(Entries pointing to named objects)
<<<<

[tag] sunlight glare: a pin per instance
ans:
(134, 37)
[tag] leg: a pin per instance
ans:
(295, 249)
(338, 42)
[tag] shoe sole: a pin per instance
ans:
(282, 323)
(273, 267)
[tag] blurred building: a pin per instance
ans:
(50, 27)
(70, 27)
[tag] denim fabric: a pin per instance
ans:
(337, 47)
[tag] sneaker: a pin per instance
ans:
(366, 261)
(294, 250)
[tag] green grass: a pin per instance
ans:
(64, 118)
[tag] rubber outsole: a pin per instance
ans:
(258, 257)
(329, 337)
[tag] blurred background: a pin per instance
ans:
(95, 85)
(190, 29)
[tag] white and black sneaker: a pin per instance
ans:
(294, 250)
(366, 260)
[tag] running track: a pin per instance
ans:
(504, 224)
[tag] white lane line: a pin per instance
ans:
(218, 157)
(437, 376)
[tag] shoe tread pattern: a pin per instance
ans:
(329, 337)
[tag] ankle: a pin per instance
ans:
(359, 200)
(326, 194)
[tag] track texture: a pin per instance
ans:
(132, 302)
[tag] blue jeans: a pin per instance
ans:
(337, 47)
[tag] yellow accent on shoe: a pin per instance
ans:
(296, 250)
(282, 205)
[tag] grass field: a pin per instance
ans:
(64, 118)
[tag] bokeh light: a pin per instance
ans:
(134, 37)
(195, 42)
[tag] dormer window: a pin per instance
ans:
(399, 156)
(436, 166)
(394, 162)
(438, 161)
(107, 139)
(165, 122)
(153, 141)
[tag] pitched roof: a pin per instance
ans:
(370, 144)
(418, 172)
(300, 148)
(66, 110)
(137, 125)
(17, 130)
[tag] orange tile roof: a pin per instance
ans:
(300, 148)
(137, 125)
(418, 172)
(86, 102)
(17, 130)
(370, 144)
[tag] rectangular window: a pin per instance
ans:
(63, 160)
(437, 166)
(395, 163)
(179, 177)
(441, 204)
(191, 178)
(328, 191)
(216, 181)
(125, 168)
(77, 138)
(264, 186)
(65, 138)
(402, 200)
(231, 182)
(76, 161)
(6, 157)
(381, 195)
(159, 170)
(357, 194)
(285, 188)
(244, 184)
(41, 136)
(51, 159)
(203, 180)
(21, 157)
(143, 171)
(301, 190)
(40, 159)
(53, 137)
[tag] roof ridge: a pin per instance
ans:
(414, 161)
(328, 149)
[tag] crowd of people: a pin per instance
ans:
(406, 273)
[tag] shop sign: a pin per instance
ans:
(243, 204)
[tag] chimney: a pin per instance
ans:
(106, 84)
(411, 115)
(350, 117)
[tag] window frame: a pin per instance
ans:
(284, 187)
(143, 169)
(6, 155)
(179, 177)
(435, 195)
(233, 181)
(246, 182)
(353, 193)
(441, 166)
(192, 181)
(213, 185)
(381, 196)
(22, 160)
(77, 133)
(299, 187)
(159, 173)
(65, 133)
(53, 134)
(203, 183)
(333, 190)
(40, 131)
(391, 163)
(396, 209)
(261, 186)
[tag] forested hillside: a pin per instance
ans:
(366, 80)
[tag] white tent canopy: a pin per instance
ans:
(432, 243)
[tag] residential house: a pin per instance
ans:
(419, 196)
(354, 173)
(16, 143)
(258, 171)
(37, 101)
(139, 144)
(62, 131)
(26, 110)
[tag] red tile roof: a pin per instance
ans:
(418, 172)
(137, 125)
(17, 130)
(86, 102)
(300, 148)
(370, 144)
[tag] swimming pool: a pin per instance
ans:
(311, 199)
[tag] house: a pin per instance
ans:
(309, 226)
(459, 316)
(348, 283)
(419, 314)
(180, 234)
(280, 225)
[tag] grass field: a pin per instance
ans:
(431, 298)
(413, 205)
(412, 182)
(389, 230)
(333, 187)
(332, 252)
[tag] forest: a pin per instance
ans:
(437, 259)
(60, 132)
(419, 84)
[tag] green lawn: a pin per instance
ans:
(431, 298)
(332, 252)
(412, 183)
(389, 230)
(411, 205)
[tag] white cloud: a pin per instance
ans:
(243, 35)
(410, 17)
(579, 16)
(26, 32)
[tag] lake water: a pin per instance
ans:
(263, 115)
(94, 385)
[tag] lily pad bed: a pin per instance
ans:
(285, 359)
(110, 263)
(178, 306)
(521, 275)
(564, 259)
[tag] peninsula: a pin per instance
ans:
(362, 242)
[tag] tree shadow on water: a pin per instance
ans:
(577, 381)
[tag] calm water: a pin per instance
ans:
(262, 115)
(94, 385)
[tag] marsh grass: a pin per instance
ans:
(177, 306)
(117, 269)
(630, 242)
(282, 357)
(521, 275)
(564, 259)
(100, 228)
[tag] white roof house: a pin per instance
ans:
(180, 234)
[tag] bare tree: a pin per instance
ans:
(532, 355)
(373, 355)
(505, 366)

>>>>

Task ▸ Starting with the line with "[tag] lily pad bed: a pin per instance" and going on through the end of the entries, write out every line again, tag lines included, with each coordinate in the answers multiplied by 2.35 and rounded to a whole number, halves rounding up. Give only these lines.

Exercise answer ▸
[tag] lily pad bed: a pin per instance
ans:
(670, 844)
(259, 618)
(418, 719)
(1224, 646)
(1325, 609)
[tag] peninsula: a pin per instance
ans:
(851, 569)
[tag] tree shadow on water: a pin per instance
ans:
(1356, 895)
[tag] calm water: a pin per instance
ans:
(616, 270)
(221, 905)
[tag] marsh grass: a pin per instance
ans:
(416, 719)
(275, 632)
(1481, 569)
(663, 839)
(1224, 646)
(1325, 609)
(235, 536)
[tag] white roof house: a pin per instance
ans:
(423, 550)
[tag] bare tree: a pin per instance
ans:
(1250, 834)
(877, 834)
(1187, 860)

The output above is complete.